▸ Supplied records:
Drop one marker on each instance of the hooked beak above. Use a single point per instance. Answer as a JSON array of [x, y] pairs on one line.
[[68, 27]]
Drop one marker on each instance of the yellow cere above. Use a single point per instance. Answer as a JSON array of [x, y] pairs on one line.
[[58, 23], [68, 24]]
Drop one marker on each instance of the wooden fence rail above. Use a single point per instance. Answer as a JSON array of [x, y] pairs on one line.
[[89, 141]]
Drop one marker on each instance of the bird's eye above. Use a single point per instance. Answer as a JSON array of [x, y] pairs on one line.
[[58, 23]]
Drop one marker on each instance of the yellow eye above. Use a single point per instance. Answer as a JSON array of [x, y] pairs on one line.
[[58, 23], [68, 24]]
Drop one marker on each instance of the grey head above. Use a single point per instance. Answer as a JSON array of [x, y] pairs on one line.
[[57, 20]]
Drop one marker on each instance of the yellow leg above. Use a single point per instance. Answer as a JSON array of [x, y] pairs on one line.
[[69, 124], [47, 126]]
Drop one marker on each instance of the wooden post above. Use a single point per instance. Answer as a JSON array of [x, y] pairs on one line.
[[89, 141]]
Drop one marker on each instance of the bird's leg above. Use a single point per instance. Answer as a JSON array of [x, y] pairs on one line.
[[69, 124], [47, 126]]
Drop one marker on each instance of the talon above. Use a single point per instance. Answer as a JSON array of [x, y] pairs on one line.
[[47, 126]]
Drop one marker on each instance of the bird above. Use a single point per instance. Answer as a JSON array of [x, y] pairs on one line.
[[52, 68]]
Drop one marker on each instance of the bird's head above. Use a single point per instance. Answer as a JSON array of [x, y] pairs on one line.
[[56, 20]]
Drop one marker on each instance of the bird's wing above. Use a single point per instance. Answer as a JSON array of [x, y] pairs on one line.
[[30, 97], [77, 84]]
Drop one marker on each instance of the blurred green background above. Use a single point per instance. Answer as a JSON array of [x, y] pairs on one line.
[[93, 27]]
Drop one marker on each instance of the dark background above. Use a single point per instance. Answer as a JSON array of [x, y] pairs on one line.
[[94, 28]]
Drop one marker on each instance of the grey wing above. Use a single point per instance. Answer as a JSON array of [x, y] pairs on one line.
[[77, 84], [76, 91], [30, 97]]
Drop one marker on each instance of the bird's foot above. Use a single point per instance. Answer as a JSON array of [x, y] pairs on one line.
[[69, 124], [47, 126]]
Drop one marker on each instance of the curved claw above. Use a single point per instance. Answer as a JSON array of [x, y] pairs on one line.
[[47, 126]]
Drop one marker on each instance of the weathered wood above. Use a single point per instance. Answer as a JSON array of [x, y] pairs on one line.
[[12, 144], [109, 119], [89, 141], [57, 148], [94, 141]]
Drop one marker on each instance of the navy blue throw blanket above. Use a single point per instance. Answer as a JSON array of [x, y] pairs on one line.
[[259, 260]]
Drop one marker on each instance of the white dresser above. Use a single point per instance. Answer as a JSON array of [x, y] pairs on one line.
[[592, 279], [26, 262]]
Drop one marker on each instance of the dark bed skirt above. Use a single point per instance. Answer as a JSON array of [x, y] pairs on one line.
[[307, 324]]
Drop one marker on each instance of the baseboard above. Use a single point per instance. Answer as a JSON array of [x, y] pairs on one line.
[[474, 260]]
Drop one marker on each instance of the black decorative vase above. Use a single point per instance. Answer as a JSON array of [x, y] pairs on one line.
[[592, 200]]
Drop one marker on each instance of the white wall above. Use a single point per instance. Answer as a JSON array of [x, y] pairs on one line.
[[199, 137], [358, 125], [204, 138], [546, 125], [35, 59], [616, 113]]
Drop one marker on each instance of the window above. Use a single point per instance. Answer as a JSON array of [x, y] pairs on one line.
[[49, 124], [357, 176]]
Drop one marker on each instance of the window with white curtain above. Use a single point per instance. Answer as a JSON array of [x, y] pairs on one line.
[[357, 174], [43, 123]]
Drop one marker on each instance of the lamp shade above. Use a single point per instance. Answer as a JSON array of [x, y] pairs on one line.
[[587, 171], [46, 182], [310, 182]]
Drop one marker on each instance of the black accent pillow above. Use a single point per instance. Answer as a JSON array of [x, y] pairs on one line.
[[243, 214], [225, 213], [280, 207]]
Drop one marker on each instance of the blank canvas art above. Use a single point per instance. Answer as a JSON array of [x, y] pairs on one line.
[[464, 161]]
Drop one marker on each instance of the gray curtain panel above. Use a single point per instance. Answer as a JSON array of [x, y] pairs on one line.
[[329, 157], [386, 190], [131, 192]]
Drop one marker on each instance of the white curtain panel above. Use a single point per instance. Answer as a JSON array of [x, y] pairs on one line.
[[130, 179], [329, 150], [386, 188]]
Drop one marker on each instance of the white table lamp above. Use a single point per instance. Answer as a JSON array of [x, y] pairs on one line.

▸ Prompt:
The entries shown above must be restated word for word.

▸ Written answer:
Drop one marker on each instance of the hooked beak above. Use a single point per instance. Answer as a JSON array of [x, y] pairs on one line.
[[68, 27]]
Drop one marker on each instance of the yellow cere above. Use a single point per instance. Answer as a JSON array of [x, y] pairs on one line.
[[58, 23], [68, 24]]
Drop one marker on each instance of the wooden fence rail above. Use a single point per instance. Answer as a JSON array of [x, y] pairs on one line.
[[89, 141]]
Drop one marker on each instance of the bird's eye above. Use a single point per instance. Answer as a JSON array of [x, y] pairs on one line.
[[58, 23]]
Drop one marker on each instance of the yellow eye above. Use a single point per instance. Answer as a JSON array of [x, y] pairs on one line.
[[58, 23], [68, 24]]
Drop one marker on each instance of the grey head above. Use a single point per instance. Answer as a JSON array of [x, y] pairs on one line.
[[57, 20]]
Drop one marker on each instance of the yellow leg above. Use a single point per instance. Answer as a JSON array of [x, y] pairs on one line.
[[69, 124], [47, 126]]
Drop one marker on each instance of the wooden post above. Use a single point per instance. Answer as a JSON array of [x, y] pairs on one line.
[[89, 141]]
Drop one marker on each instance of the bird's leg above. Use a single point per instance. Answer as a JSON array of [x, y] pairs on one line.
[[69, 124], [47, 126]]
Drop one marker on each instance of the talon above. Use a single point per instance. Answer as a JSON array of [x, y] pairs on one line.
[[47, 126]]
Drop one marker on each instance of the bird above. Use a single point per instance. Answer as a JSON array of [x, y] pairs on one line.
[[52, 68]]
Drop one marker on each instance of the bird's head above. Use a single point per instance. Answer as a JSON array of [x, y] pairs on one line.
[[56, 20]]
Drop one marker on each instance of the bird's wing above. Use a single point per instance. Answer as a JSON array of [x, y] pairs on one line.
[[30, 97], [77, 84]]
Drop one marker on each instance of the blurred green background above. Use a single point per instance. Answer as a JSON array of [x, y] pairs on one line.
[[93, 27]]
Drop one marker on each instance of the dark background above. Use a single point per instance. Answer as a JSON array of [x, y] pairs on one line.
[[94, 28]]
Drop one marker on each instance of the grey wing above. Use a single point per instance. Answer as a JSON array of [x, y] pairs on one line.
[[77, 84], [76, 91], [30, 97]]
Drop one marker on each instance of the bird's foot above. Use a single point per instance. Answer as a JSON array of [x, y] pairs on one line.
[[69, 124], [47, 126]]
Drop one marker on each instance of the curved claw above. Use a single point per instance. Answer as a JSON array of [x, y] pairs on one line.
[[47, 126]]
Drop one marker on each instance of the weathered wood above. Use a single point per instance. Answer as a JSON array of [x, y] pairs on one line.
[[12, 144], [109, 119], [89, 141], [57, 148], [94, 141]]
Drop one marker on each instance of the navy blue throw blanket above. Use a single point per instance. Answer as a JSON array of [x, y] pairs on one line.
[[259, 260]]
Drop one marker on each instance of the white dresser above. Use a single point per instance. Answer as a JSON array of [x, y] pairs on one line.
[[592, 279], [26, 262]]
Drop one marker on each instance of the dark bed skirt above. Use a single point per instance. Answer as a JSON array of [x, y] pairs on one line.
[[307, 324]]
Drop one marker on each instance of the baseboard above. Use a single point per instance. Answer as a JSON array of [x, y] pairs on one line.
[[474, 260]]
Drop one marker on each instance of the black decorative vase above. Use a single point per instance. Answer as a JSON array of [x, y] pairs on one line.
[[592, 200]]
Drop one marker on each instance of the white wall above. Use a single point per instance. Answer as a JSON array of [x, y] pairs on one line.
[[199, 137], [358, 125], [204, 138], [546, 125], [35, 59], [616, 113]]
Drop one marker on each instance of the window above. Use a single point per instance. Answer as a JSON array of [x, y] pairs on one line.
[[49, 124], [357, 176]]
Drop one marker on each instance of the window with white curtain above. Use a single point per instance. Answer as a JSON array of [x, y] pairs on one line.
[[357, 174], [43, 123]]
Drop one marker on each instance of the lamp shade above. Use a single point per instance. Answer as a JSON array of [x, y] pairs on one line.
[[587, 171], [46, 182], [310, 182]]
Drop one marker on each instance of the black accent pillow above. Use a single point per instance. Answer as a JSON array of [x, y] pairs on one line.
[[243, 214], [225, 213], [280, 207]]
Drop one marker on each instance of the blank canvas art above. Use a single point per instance. Answer as a JSON array of [x, y] pairs on one line.
[[464, 161]]
Drop one marker on each instance of the gray curtain panel above. Use a single point per instance. Answer as a JSON array of [x, y] pairs on one line.
[[329, 157], [386, 190], [131, 192]]
Drop one marker on each instance of the white curtain panel above. Use a single point per instance. Answer as a JSON array of [x, y] pairs on one line.
[[130, 179], [329, 150], [386, 188]]
Drop one marker on each instance of the white table lamp above. Use a single point per instance. Answer as a JSON array of [x, y] pairs on one line.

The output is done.